## YOUR GOAL
Write out, word for word, the line that contains "Your specific task is to find microphone." and each line after it down to the last line of the data below. Include nothing more.

Saved data entries:
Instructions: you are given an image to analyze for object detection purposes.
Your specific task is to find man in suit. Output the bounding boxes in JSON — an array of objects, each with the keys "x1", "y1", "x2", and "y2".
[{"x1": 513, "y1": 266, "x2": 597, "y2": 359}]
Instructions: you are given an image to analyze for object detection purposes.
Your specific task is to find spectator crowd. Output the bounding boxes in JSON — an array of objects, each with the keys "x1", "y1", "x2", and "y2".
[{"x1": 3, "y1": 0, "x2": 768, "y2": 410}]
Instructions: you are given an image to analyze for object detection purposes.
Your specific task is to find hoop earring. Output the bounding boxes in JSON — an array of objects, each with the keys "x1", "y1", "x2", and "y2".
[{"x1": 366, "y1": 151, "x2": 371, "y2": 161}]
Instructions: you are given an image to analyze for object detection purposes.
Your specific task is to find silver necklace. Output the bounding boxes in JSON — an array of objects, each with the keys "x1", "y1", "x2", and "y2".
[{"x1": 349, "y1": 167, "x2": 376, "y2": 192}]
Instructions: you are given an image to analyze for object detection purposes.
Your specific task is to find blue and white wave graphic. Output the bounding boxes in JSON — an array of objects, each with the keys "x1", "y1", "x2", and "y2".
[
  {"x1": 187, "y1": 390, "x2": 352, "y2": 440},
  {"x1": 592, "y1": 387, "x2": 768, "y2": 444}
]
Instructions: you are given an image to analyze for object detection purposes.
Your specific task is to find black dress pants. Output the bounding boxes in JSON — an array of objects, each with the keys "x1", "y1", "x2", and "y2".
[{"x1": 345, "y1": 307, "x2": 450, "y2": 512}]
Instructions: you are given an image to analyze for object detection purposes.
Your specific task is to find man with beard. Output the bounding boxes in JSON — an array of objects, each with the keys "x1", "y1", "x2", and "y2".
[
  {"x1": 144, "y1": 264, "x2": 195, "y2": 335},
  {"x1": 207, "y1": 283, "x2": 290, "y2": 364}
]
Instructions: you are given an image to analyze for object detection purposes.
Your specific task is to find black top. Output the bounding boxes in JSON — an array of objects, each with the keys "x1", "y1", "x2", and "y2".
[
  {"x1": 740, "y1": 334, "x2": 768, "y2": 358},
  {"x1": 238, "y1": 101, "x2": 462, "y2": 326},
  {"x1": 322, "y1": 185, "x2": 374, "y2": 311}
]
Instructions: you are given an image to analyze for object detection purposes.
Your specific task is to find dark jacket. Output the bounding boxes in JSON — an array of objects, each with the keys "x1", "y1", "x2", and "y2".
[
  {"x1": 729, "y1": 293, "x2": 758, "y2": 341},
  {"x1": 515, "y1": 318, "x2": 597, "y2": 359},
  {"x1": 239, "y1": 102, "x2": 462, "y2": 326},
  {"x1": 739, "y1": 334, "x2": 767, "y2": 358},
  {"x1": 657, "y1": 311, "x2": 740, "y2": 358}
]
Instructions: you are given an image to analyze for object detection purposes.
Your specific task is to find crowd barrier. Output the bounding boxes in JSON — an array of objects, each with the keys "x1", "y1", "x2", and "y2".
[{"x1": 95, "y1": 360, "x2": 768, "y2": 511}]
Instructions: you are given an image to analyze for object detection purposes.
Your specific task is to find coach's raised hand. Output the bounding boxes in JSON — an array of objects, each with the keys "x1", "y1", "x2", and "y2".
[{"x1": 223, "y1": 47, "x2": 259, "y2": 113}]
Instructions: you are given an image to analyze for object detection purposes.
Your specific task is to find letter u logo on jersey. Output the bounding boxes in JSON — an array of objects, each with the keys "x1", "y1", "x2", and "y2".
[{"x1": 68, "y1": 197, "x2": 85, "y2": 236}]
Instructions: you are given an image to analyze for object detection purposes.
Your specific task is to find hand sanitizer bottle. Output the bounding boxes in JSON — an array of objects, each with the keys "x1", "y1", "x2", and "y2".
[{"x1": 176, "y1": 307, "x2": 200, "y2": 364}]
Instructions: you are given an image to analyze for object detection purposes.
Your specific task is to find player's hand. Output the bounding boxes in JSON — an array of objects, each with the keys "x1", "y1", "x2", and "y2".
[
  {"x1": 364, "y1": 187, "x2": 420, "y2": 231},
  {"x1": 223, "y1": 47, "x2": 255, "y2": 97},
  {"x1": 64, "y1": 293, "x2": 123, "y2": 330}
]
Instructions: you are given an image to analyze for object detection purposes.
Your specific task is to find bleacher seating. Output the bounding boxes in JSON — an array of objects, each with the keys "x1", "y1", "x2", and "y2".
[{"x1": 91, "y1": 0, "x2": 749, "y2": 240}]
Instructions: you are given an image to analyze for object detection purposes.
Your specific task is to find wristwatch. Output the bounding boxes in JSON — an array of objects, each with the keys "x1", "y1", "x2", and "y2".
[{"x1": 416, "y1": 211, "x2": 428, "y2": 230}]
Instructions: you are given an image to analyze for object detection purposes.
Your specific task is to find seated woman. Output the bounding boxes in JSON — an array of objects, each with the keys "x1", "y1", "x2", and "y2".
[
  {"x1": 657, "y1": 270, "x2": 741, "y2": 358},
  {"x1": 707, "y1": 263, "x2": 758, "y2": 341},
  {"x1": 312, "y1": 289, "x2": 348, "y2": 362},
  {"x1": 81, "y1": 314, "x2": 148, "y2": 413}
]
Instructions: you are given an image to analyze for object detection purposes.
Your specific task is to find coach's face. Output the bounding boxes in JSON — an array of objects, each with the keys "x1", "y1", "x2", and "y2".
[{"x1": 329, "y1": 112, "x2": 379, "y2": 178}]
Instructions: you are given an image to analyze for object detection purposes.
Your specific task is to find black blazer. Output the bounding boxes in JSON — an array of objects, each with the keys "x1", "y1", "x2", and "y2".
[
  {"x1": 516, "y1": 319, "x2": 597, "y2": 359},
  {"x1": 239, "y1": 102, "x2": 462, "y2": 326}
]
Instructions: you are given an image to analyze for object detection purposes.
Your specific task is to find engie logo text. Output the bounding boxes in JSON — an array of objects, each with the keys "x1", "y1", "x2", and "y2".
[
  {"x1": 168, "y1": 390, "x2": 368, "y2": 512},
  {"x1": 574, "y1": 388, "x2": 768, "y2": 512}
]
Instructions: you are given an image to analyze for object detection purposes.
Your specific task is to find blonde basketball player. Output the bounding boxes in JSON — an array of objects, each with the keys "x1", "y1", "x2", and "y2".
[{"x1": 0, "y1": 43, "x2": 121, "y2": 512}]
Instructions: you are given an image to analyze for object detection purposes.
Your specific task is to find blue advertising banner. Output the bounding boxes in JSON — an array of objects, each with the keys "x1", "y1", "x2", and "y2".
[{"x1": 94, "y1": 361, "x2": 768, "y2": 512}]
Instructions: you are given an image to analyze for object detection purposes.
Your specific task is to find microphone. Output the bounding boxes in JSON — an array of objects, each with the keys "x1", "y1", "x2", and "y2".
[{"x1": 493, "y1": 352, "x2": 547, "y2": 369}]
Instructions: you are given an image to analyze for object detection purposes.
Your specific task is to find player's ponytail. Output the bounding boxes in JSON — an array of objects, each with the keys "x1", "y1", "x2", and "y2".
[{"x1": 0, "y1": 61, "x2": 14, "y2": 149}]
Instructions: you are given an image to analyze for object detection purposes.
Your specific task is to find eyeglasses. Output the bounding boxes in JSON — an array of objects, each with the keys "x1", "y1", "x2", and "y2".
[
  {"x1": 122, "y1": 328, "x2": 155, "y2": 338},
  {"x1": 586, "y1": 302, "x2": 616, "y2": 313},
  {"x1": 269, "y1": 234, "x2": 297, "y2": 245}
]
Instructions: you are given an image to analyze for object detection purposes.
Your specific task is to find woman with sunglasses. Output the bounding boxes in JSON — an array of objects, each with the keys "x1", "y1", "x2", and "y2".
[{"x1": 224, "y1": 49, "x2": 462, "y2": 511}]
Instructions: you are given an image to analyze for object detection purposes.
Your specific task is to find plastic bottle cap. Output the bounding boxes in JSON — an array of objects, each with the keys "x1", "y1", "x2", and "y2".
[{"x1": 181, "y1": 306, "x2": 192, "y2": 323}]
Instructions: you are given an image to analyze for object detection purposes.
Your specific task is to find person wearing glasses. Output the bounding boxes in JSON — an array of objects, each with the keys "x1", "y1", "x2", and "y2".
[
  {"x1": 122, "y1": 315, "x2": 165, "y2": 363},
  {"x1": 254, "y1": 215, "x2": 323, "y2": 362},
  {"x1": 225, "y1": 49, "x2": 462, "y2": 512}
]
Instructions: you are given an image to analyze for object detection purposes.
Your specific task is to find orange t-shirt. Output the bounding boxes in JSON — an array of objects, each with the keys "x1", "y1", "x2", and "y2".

## SOLUTION TO THIS TASK
Your specific task is to find microphone. Output the bounding boxes in JSON — an array of objects, each with the keys "x1", "y1", "x2", and "y2".
[{"x1": 493, "y1": 352, "x2": 547, "y2": 369}]
Instructions: you are given an image to analyze for object detection purposes.
Your specific task is to find player's ponytail. Output the bounding boxes in JSON — an array of objects, each with the keys "x1", "y1", "x2", and "y2".
[{"x1": 0, "y1": 61, "x2": 14, "y2": 149}]
Instructions: you are given an image to analyze for object detection purposes.
Your specific task is to find eyeglasses. Output the bounding boxes in JSON — an array of objects, each with the keys "x1", "y1", "x2", and "y2".
[
  {"x1": 122, "y1": 328, "x2": 155, "y2": 338},
  {"x1": 586, "y1": 302, "x2": 616, "y2": 313},
  {"x1": 269, "y1": 234, "x2": 297, "y2": 245}
]
Instructions: you are given an image to analyze for object detection purposes.
Your specific task is to find woman with sunglasses. Output the bounding boxes in JSON — an array of objects, each with the keys "x1", "y1", "x2", and "y2".
[{"x1": 224, "y1": 49, "x2": 462, "y2": 511}]
Instructions: you are given an image to analyze for object detection purposes.
Your specific task is to find plastic bottle cap. Output the bounding boxes in JSON — an array of objects, each with the keys "x1", "y1", "x2", and "y2".
[{"x1": 181, "y1": 306, "x2": 192, "y2": 323}]
Instructions: you are given an image to analyze for object detection purposes.
Your specific task is to find person wearing glasses. Output the bounding boxes in JSON — an array of objects, each with the keys "x1", "y1", "x2", and "y2".
[
  {"x1": 122, "y1": 315, "x2": 165, "y2": 363},
  {"x1": 254, "y1": 215, "x2": 323, "y2": 362},
  {"x1": 225, "y1": 49, "x2": 462, "y2": 512}
]
Instructions: you are given an image to analyze for object detection purposes.
Your specific task is to find orange t-shirt. Output the bounding boxes in JSON — an array of objects, each with the keys "x1", "y1", "x2", and "y2".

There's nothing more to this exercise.